Cuando en la historia criminal de los Estados Unidos se menciona al “Asesino de la autopista” (The Freeway Killer) la identificación no queda del todo clara. Porque hubo tres que fueron llamados así, casi al mismo tiempo, durante la segunda mitad del siglo pasado. Tanto que más de una vez se los llegó a confundir.
Porque William Bonin, Patrick Kearney y Randy Kraft operaban casi de la misma manera: levantaban con sus autos a las víctimas en las rutas o en estaciones de servicio, las mataban y casi siempre dejaban sus cuerpos a la vera de los caminos.
Hubo que hilar más fino para diferenciarlos y fue entonces cuando a Patrick Kearney –sin que se supiera todavía que ese era su nombre– se lo empezó a llamar también el “asesino de las bolsas de basura” (The Trash Bag Killer) porque en su modus operandi casi siempre las víctimas, o partes de ellas, terminaban desechadas dentro de ellas.
Kearney hizo de las suyas durante 15 años, entre 1962 y 1977 sin que nadie, ni sus familiares más cercanos ni sus empleadores, sospecharan siquiera de él. Era imposible asociar la imagen de ese hombre pequeño, de aspecto frágil, ingeniero mecánico extremadamente inteligente con el brutal asesino que en ese lapso se cargó a más de cuarenta personas, entre hombres, adolescentes y niños.

### LÍNEAS DE DATOS:

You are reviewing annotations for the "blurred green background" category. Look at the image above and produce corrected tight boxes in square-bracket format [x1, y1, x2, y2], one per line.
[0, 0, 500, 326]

### OBJETIVO DE LA TAREA:
¿Puedes retomar el texto sobre Patrick Kearney, el “asesino de las bolsas de basura”, y continuarlo a partir de su última oración?

### RESPUESTA A LA TAREA:
Como suele suceder en estos casos, solo después de descubrir al asesino es posible ver retrospectivamente que las señales estaban ahí, aunque a nadie le llamaran la atención. Por ejemplo, que a Kearney, desde muy chico, le gustaba matar y destripar cerdos de la misma manera que luego haría con sus víctimas.
La tarea la aprendió de su padre en la granja familiar cuando tenía 12 o 13 años. El buen hombre le enseñó a matarlos con un disparo limpio de calibre detrás de la oreja, para que no sufrieran agonía alguna (“eso es importante, que no sufran”, le decía) y después a abrirlos en canal con una cuchilla filosa para limpiarlos por dentro.
Un disparo limpio de pistola calibre 22 detrás de la oreja, por sorpresa, cuando la víctima estaba sentada en el asiento del acompañante del auto era la manera en la que Kearney se cobraba sus víctimas.
Seguía así el mandato paterno de no hacerlas sufrir, pero también por otra razón de peso: para alguien débil como él era una forma segura de no tener un enfrentamiento físico en el cual casi siempre estaría en desventaja.
Esa desventaja la había sufrido dolorosamente en la escuela, donde sus compañeros tenían la costumbre de molerlo a golpes y casi nadie lo llamaba por su nombre sino simplemente “maricón”.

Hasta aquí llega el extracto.